Task goal = The data below is to be repeated in full, exactly as shown.

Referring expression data
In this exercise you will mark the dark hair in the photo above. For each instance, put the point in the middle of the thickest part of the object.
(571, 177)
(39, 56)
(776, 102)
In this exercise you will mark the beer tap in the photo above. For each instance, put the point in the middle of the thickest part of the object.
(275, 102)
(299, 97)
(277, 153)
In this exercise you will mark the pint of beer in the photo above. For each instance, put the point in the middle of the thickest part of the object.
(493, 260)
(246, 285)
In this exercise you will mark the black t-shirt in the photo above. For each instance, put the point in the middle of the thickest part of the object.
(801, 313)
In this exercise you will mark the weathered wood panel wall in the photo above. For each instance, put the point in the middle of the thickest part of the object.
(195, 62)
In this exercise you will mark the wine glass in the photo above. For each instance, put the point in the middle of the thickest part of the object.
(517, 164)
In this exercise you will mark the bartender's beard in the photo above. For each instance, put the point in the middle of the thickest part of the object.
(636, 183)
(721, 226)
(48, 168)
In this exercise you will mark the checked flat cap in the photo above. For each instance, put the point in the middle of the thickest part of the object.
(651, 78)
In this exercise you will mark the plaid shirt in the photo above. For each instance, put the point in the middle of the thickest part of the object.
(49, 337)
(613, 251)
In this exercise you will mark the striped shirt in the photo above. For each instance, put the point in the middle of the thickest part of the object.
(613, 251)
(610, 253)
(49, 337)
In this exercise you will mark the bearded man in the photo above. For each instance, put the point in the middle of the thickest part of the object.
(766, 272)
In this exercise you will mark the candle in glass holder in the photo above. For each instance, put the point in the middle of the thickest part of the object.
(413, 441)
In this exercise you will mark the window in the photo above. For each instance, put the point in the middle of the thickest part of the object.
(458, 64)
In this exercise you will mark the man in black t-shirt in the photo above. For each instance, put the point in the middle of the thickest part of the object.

Result below =
In this exercise you will mark the dark hair in the photo above. For each instance, put the point in the middle of the thickest part of the object.
(571, 177)
(39, 56)
(776, 102)
In this exercise you will mark the beer tap in the photo above. For each instance, put the point in the middle of the thickest part of the object.
(275, 102)
(299, 97)
(277, 153)
In this exercise you will mark the pint of beer in the photo above. For each instance, put the point in the middle of the thickest part of the object.
(493, 260)
(246, 285)
In this exercise you will mark the black t-shirt in the photo above. For each instance, put the point in the middle of the thickest part of the object.
(801, 313)
In this exercise you will mark the weathered wood panel wall in the photo above. For each instance, put the point in the middle of the thickest part of the object.
(195, 62)
In this exercise you will mark the wine glass in the photo above. For each instance, put the point in the middle of the thickest part of the object.
(517, 164)
In this exercise you will mark the bartender's beard in the photo above. For each instance, put the point in the middle of the thickest part of the object.
(636, 183)
(721, 226)
(48, 168)
In this exercise you will mark the checked flat cap in the photo above. For each instance, put the point in the middle of the thickest part of the object.
(651, 78)
In this exercise you will mark the plaid shirt in the photo above. For each instance, put the point in the middle of the thickest part of the object.
(49, 337)
(613, 251)
In this exercise you will mark the striped shirt in the photo above. For each instance, put the point in the middle of the thickest part of the object.
(613, 251)
(610, 253)
(49, 337)
In this exercise you will mark the bearded man in the photo above. For each instance, put the point in the middle of the thickest part of the object.
(766, 272)
In this exercise you will mark the candle in glass holder in the photo above. For each instance, put the point in the middle of the thickest part of the object.
(413, 441)
In this exercise you will mark the window in the photo above. For each instance, put the point in the middle of the thickest part of the object.
(458, 64)
In this exercise you will mark the man in black t-shirt in the photo above. For each instance, put the point in the middle of the thickest part of the object.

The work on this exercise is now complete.